— start of Information supplied —

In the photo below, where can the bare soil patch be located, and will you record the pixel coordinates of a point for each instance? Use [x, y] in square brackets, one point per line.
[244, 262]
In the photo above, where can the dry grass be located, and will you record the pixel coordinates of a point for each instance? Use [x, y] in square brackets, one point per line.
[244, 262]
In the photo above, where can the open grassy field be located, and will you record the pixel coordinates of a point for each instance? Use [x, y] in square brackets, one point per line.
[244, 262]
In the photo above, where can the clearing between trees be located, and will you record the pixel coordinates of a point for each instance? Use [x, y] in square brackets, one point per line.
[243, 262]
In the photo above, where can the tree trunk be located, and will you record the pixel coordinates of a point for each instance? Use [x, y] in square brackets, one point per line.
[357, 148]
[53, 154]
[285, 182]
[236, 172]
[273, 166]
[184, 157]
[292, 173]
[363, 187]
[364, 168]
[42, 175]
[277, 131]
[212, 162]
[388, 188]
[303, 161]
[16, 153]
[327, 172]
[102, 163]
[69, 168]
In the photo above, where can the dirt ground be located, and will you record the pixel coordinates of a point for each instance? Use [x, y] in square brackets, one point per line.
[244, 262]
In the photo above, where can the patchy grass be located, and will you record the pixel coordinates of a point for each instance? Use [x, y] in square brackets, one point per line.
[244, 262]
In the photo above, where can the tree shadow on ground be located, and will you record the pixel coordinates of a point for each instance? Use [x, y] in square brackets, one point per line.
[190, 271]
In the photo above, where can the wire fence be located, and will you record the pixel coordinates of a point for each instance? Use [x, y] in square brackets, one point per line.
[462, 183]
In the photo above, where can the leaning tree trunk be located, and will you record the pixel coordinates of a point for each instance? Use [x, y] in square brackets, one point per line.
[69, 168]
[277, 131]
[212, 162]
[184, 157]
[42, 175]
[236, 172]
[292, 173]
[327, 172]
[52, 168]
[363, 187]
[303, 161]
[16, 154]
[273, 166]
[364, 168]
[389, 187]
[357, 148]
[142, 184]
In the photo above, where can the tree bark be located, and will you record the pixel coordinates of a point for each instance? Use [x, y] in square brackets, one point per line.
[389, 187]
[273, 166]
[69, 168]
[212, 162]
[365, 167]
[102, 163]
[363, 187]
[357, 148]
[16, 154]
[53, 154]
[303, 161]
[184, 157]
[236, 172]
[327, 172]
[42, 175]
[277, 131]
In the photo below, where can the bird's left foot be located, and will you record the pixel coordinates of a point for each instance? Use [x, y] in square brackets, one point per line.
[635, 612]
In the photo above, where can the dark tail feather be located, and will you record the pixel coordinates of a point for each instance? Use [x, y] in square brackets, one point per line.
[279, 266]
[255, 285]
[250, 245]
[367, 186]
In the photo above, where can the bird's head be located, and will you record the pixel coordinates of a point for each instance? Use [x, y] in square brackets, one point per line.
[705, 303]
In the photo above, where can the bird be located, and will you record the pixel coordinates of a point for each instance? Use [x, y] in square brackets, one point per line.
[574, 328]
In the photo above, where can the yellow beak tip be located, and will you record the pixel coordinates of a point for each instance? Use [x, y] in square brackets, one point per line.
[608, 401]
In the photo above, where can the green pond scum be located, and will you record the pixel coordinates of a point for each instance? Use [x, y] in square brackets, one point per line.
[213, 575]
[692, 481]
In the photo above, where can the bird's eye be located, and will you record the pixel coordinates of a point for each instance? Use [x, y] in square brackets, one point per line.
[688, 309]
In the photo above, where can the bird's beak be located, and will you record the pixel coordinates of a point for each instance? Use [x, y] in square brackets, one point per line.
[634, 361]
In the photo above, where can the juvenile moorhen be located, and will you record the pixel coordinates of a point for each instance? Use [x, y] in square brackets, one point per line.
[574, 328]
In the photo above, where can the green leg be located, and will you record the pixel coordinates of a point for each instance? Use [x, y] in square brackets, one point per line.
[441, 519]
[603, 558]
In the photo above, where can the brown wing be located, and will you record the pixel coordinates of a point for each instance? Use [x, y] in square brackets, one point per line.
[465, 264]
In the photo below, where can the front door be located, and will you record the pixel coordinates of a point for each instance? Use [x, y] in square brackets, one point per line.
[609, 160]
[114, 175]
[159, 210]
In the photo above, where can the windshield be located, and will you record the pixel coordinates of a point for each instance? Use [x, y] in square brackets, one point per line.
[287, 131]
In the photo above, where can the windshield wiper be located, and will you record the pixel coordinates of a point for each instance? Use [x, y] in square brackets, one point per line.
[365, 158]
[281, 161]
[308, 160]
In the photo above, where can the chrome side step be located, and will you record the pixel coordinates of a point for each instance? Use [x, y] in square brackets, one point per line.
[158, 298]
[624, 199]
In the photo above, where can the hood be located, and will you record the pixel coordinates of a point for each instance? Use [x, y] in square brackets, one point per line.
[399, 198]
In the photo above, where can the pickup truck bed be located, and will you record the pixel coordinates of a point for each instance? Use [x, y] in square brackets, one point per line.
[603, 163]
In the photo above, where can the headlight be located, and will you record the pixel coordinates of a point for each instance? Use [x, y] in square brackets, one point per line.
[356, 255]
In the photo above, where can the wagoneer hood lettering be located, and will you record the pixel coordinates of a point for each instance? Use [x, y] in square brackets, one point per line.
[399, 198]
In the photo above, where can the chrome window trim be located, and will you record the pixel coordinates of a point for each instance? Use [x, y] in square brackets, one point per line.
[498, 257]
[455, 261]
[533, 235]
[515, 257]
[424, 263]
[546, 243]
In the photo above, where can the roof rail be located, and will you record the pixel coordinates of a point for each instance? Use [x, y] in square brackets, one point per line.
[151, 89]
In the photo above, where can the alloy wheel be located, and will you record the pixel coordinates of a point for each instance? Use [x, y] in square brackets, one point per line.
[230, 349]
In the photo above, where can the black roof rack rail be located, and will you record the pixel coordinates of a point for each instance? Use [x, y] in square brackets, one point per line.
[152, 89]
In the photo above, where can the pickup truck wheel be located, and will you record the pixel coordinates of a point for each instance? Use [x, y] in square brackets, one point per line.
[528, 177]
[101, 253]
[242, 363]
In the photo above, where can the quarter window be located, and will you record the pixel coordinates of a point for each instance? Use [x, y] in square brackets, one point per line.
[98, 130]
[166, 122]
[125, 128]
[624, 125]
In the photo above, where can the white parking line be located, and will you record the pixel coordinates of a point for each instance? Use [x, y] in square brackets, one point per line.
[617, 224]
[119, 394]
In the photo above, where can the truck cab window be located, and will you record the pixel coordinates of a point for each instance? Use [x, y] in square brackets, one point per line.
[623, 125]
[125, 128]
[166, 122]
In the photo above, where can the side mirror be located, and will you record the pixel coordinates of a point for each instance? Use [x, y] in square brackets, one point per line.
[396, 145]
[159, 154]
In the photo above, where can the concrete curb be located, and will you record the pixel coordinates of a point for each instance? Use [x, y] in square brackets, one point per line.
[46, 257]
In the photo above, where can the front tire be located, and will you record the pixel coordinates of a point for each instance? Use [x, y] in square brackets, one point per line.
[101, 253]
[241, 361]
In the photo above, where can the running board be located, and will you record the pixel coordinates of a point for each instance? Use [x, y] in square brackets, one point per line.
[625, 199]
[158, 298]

— end of Information supplied —

Starting at the line that contains "In the photo above, where can the concrete" and continuing to the end of the entries above, reproduce every line, adding -16 to each x and y coordinate in the answers.

In the photo above, where can the concrete curb be located, and will you record the pixel coordinates of a point for each instance? Use [x, y] in square brackets, one point per line.
[30, 241]
In the photo above, where can the front tire be located, and will you record the pixel coordinates of a point for each instance? Use [x, y] in square brackets, one point per line.
[85, 237]
[225, 345]
In the photo above, where can the running board be located, and will you record the pixel coordinates of a point for each instance? Use [x, y] in square brackets, one point per line.
[609, 183]
[142, 282]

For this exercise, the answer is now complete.